- [Written problem] Leave the pictures out and print every record below exactly as it stands.
>>
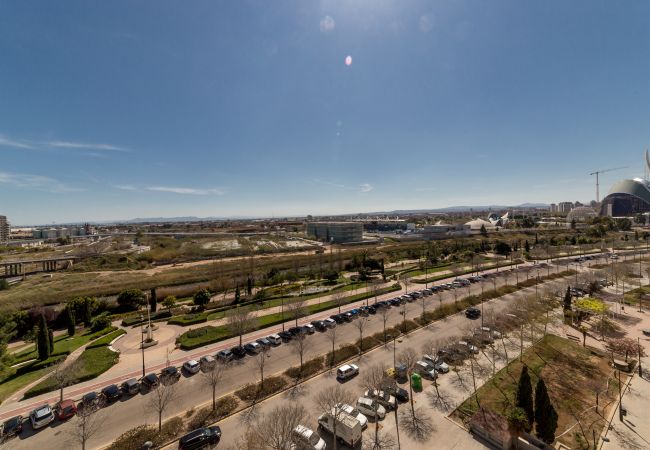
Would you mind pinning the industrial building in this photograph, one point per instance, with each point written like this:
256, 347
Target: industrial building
335, 232
4, 229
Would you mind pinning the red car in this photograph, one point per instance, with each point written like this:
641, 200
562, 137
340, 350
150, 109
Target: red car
66, 409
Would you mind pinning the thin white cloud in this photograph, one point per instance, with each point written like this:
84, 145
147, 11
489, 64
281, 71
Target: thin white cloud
184, 191
35, 182
327, 24
425, 23
7, 142
366, 187
85, 146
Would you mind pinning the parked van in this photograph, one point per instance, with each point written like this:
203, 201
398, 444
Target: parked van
348, 428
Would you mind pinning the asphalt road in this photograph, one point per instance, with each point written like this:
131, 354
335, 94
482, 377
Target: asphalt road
192, 392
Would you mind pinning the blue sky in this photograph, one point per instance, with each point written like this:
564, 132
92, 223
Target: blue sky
122, 109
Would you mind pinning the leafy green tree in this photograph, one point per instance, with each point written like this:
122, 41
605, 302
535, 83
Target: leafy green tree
567, 299
70, 321
202, 297
169, 302
524, 397
50, 340
545, 414
43, 340
131, 299
153, 300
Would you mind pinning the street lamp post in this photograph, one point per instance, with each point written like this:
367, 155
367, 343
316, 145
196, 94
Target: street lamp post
142, 342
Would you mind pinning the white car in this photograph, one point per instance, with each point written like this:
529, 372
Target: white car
347, 371
41, 416
383, 397
306, 438
368, 406
191, 366
354, 412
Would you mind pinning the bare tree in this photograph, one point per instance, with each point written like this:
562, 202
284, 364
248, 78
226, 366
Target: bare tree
374, 379
239, 321
299, 346
212, 377
297, 310
360, 325
331, 336
160, 397
329, 401
260, 362
274, 431
87, 423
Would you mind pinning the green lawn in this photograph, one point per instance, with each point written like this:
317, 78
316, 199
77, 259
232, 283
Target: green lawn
91, 363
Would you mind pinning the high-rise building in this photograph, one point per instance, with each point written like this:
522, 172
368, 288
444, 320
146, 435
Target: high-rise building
4, 229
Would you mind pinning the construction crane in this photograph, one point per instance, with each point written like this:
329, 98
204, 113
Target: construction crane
598, 172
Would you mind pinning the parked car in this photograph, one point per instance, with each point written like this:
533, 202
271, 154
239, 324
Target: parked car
253, 348
384, 398
150, 381
200, 438
306, 438
91, 399
347, 371
41, 417
354, 412
370, 408
238, 351
12, 427
191, 366
111, 393
170, 375
285, 336
130, 387
224, 355
207, 362
401, 394
472, 313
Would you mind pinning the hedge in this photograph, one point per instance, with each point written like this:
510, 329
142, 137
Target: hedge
107, 339
255, 391
188, 319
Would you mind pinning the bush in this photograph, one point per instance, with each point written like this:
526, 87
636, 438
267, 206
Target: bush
252, 392
100, 322
309, 368
224, 407
343, 353
188, 319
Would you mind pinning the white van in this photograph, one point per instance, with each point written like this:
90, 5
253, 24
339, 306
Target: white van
348, 428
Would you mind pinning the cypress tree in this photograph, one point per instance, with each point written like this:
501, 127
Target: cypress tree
524, 398
153, 300
42, 340
545, 414
567, 299
50, 340
70, 320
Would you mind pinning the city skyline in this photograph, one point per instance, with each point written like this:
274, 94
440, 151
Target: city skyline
290, 109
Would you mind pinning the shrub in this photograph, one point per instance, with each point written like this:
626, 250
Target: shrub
252, 392
224, 407
188, 319
309, 368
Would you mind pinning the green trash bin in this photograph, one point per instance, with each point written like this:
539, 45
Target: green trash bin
416, 382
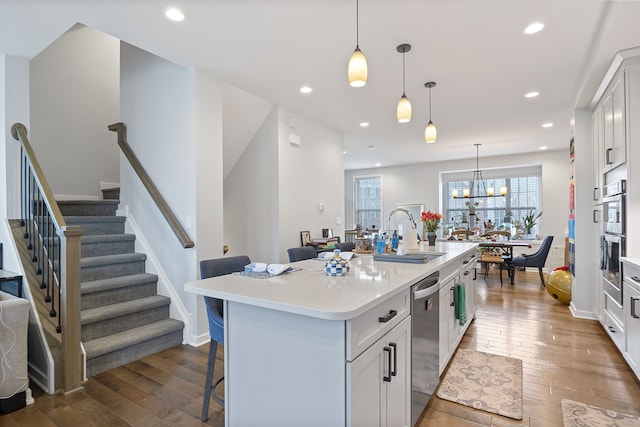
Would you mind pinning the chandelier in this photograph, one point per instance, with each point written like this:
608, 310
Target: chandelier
478, 187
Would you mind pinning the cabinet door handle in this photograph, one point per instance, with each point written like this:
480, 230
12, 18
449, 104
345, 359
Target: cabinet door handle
385, 319
633, 308
385, 377
394, 372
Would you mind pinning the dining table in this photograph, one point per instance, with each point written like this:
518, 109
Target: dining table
506, 249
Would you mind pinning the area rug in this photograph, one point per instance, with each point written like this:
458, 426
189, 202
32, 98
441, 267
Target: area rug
578, 414
484, 381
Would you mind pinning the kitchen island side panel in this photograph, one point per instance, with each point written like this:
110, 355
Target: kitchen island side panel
299, 362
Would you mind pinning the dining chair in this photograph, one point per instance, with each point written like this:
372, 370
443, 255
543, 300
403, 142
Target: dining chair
497, 233
491, 256
346, 246
301, 253
536, 259
213, 268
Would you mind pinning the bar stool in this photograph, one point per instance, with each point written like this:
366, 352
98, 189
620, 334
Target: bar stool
213, 268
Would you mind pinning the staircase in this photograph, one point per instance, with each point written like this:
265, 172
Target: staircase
122, 317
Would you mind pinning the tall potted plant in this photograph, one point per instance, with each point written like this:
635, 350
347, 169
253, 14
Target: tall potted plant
431, 222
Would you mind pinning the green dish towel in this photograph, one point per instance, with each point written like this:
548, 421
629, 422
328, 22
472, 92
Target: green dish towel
461, 303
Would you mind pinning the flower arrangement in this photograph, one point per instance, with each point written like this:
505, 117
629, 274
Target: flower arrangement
431, 220
530, 220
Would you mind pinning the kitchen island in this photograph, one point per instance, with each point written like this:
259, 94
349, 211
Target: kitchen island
304, 348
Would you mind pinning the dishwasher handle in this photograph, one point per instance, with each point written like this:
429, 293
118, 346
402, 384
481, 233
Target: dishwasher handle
423, 293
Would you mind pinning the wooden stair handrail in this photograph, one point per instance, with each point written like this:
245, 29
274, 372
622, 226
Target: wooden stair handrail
19, 133
168, 215
69, 277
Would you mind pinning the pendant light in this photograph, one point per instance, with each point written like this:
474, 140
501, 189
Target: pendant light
430, 132
403, 112
478, 187
357, 71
<<
- [Response to the task]
Would you mind pinning the industrial building in this photograph, one point per instance, with each point written like this:
256, 347
Target: industrial building
335, 232
4, 229
Would you mind pinning the red car in this photograph, one point per instance, with each point written like this:
641, 200
562, 137
340, 350
150, 109
Target: red car
66, 409
Would you mind pinning the thin white cloud in this photograph, one point per instance, with each point written like this:
84, 145
147, 11
489, 64
281, 71
Target: thin white cloud
184, 191
35, 182
327, 24
425, 23
7, 142
366, 187
85, 146
Would you mind pinning the parked van in this photograph, one point per instance, with each point written like this:
203, 201
398, 444
Target: parked van
348, 428
Would you mind pinning the asphalt road in this photograph, one point per instance, with each point written like this:
131, 354
335, 94
482, 377
Target: asphalt road
192, 392
Would you mind pinning the blue sky in this photograph, one point per instance, with each point written like this:
564, 132
92, 223
Target: blue sky
122, 109
Would you mind pinning the leafy green tree in this photograph, one point per instance, with each point written like this:
122, 41
605, 302
535, 83
Target: leafy green tree
567, 299
70, 321
202, 297
169, 302
524, 397
50, 340
545, 414
43, 340
131, 299
153, 300
Would you mind pinning the street lamp post in this photograph, one point per instance, with each point written like this:
367, 155
367, 343
316, 145
196, 94
Target: street lamp post
142, 342
Would you mind pinning the white car in this photograph, one point per instance, with each point written like this:
529, 372
Target: white car
347, 371
41, 416
383, 397
306, 438
368, 406
191, 366
354, 412
Would you mind pinning the bare tree in this photograph, one point per instance, with each point written like this:
562, 202
284, 364
248, 78
226, 366
Target: bare tree
374, 379
239, 321
299, 346
212, 377
297, 310
360, 325
331, 336
160, 397
329, 401
260, 362
274, 431
87, 423
Would you mind pinning the green lawn in this photograph, one point per instance, with each point written like this:
317, 78
316, 199
77, 259
232, 283
Target: green lawn
91, 363
Would you mind pinning the high-rise building in this photograph, one point per instance, with each point written like this:
522, 172
368, 288
444, 320
146, 435
Target: high-rise building
4, 229
Would you mind pinning the construction crane in this photograph, one point per instance, with each point written like this:
329, 98
204, 113
Target: construction crane
598, 172
Would you mind pinning the parked car in this photograph, one point per instance, with each point written like this:
533, 202
271, 154
239, 324
Target: parked car
253, 348
384, 398
150, 381
200, 438
306, 438
91, 399
347, 371
41, 417
354, 412
370, 408
238, 351
12, 427
191, 366
111, 393
170, 375
285, 336
130, 387
224, 355
207, 362
401, 394
472, 313
Would you mind pinning the hedge in this photograph, one point per instance, with each point written like this:
510, 329
142, 137
Target: hedge
107, 339
255, 391
188, 319
Would you mind pinning the bush in this photograph, one point per instance, with each point written like this:
526, 87
636, 438
267, 206
Target: bush
252, 392
100, 322
309, 368
224, 407
343, 353
188, 319
Would you mind pinning the white van in this photograph, one point per instance, with each point written like this:
90, 5
253, 24
339, 306
Target: white van
348, 428
Would you mind pinning the cypress tree in this photograph, one point per instance, with each point written like this:
501, 127
Target: cypress tree
524, 398
153, 300
42, 340
545, 414
567, 299
50, 340
70, 320
Would you mind pinning the city skyline in this photograph, one point per instance, with each point written like this:
274, 94
440, 151
Target: city skyline
290, 109
Would you mind pinning the shrub in this photograph, one point per instance, with each point written like this:
626, 250
Target: shrub
252, 392
224, 407
188, 319
309, 368
Would you mind pinning the green trash bin in this photograph, one point per instance, with each point written like this:
539, 45
Target: green trash bin
416, 382
Would you mind pinning the chandelier in this photograph, one point per instance, with each point written like this:
608, 310
Target: chandelier
478, 187
Would you mind pinning the cabinet door handle in this photograph, one point per instance, with each point written like this:
480, 230
12, 18
449, 104
345, 359
Target: cabinet door handle
385, 319
633, 308
385, 377
394, 372
Would you mind pinning the dining table in this photograph, one point per instance, with each point written like this:
518, 109
Target: dining table
506, 249
Would you mind pinning the area rug in this photograph, one point per instance, with each point written like this:
458, 426
189, 202
32, 98
441, 267
Target: area rug
578, 414
484, 381
Would you mind pinning the kitchen island side panel in this photograph, one point per instance, with each point written like this:
110, 355
Target: kitchen island side panel
299, 362
Would you mind pinning the dining chair in this photograph, one point per instance, with each point written like this:
372, 370
443, 255
543, 300
403, 142
Target: dining chair
497, 233
491, 256
346, 246
301, 253
536, 259
213, 268
Would you mind pinning the bar stool in this photograph, one point per instance, with each point written like this:
366, 352
98, 189
620, 334
Target: bar stool
213, 268
Would you mind pinning the staircase in this photograph, one point per instance, with each point written like this:
265, 172
Target: staircase
122, 317
Would you mind pinning the tall potted plant in this photograph, one point per instance, with each point written like this:
635, 350
347, 169
253, 14
Target: tall potted plant
431, 222
Would you mind pinning the green dish towel in this photograph, one point per instance, with each point written like this:
548, 421
629, 422
328, 22
472, 92
Target: green dish towel
461, 303
Would you mind pinning the flower arrangement in this photograph, one point per instance, with each point written like this:
505, 117
629, 274
Target: flower arrangement
431, 220
530, 220
Would you mind pinning the kitchen island in this photograph, one point per instance, with each point written like this:
259, 94
349, 211
Target: kitchen island
304, 348
Would you mind pinning the dishwasher handle in this photograph, one point per instance, with each point written like this:
429, 293
118, 346
402, 384
481, 233
Target: dishwasher handle
423, 293
Would you mind pinning the wooden stair handrail in this photograph, one point per instance, with each point written like this:
245, 29
274, 372
622, 226
Target: wooden stair handrail
19, 133
168, 215
69, 277
Would you mind pinning the pendant light in this photograph, one point per instance, with each point written like this:
474, 140
501, 189
Target: pendant light
430, 132
403, 112
478, 187
357, 71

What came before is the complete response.